EXTRACT Start Marker
Jeffersontown, KY – Over the last decade the number of uninsured Kentucky children has decreased by 2.9 percentage points. According to the new Census Bureau’s Current Population Survey (CPS), roughly 1 in 14, or 6.9 percent of children in Kentucky had no health coverage in 2011 and 2012 down from 9.8 percent in 2001 and 2002. Across the country, 17.8 percent of the overall population under 65 lacked health coverage in 2011-2012. In Kentucky, 17.2 percent of the population under 65 lacked health coverage in 2011-2012, up from 13.9 percent in 2001-2002.
“Kentucky leaders have a long history of supporting efforts to get kids enrolled in health coverage and those efforts have paid off,” said Terry Brooks, executive director of Kentucky Youth Advocates. “The child numbers are good news and there’s more good news to come for children’s health coverage in the coming months. It is also important to focus on increasing parent and adult health coverage as we know parent coverage positively impacts children’s health.”
EXTRACT End Marker
RECORD EXTRACTS Start Marker
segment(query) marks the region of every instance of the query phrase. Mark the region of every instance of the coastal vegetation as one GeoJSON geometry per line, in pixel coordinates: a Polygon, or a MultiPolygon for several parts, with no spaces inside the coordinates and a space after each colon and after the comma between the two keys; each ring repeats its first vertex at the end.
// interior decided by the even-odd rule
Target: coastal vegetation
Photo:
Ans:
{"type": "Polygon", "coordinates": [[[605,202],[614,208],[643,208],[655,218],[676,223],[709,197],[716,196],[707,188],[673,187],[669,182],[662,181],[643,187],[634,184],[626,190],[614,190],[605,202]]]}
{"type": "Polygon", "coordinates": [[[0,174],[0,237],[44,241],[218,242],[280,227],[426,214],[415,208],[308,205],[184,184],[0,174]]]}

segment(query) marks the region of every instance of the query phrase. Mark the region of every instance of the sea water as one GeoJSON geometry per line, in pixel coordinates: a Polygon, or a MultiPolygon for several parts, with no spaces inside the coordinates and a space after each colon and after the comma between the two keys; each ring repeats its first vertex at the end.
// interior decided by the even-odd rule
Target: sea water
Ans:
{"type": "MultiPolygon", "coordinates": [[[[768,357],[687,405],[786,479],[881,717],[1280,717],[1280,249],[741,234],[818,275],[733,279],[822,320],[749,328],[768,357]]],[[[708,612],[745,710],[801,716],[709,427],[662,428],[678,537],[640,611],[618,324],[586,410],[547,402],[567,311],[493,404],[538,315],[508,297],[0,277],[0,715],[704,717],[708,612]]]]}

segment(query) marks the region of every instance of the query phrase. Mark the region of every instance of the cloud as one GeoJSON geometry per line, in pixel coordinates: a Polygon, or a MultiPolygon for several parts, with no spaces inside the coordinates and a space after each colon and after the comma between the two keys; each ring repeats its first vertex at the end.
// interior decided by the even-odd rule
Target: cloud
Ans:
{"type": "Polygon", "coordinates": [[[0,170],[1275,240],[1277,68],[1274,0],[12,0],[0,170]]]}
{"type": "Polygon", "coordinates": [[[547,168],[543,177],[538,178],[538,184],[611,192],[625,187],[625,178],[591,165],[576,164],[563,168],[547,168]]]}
RECORD EXTRACTS End Marker
■ TASK 1 ■
Retype the Kentucky health coverage article between "Jeffersontown, KY –" and "percent in 2001-2002.", inclusive.
■ TASK 2 ■
Answer these questions from the Kentucky health coverage article:
(a) What percentage of Kentucky children had no health coverage in 2011 and 2012?
(b) Who is the executive director of Kentucky Youth Advocates?
(c) What percentage of Kentucky's population under 65 lacked health coverage in 2001-2002?
■ TASK 3 ■
List every figure in the Kentucky health coverage article that is stated in percent or percentage points.
The entries are separate material, unrelated to the Kentucky health coverage article.

■ TASK RESPONSE 1 ■
Jeffersontown, KY – Over the last decade the number of uninsured Kentucky children has decreased by 2.9 percentage points. According to the new Census Bureau’s Current Population Survey (CPS), roughly 1 in 14, or 6.9 percent of children in Kentucky had no health coverage in 2011 and 2012 down from 9.8 percent in 2001 and 2002. Across the country, 17.8 percent of the overall population under 65 lacked health coverage in 2011-2012. In Kentucky, 17.2 percent of the population under 65 lacked health coverage in 2011-2012, up from 13.9 percent in 2001-2002.

■ TASK RESPONSE 2 ■
(a) 6.9 percent
(b) Terry Brooks
(c) 13.9 percent

■ TASK RESPONSE 3 ■
2.9 percentage points
6.9 percent
9.8 percent
17.8 percent
17.2 percent
13.9 percent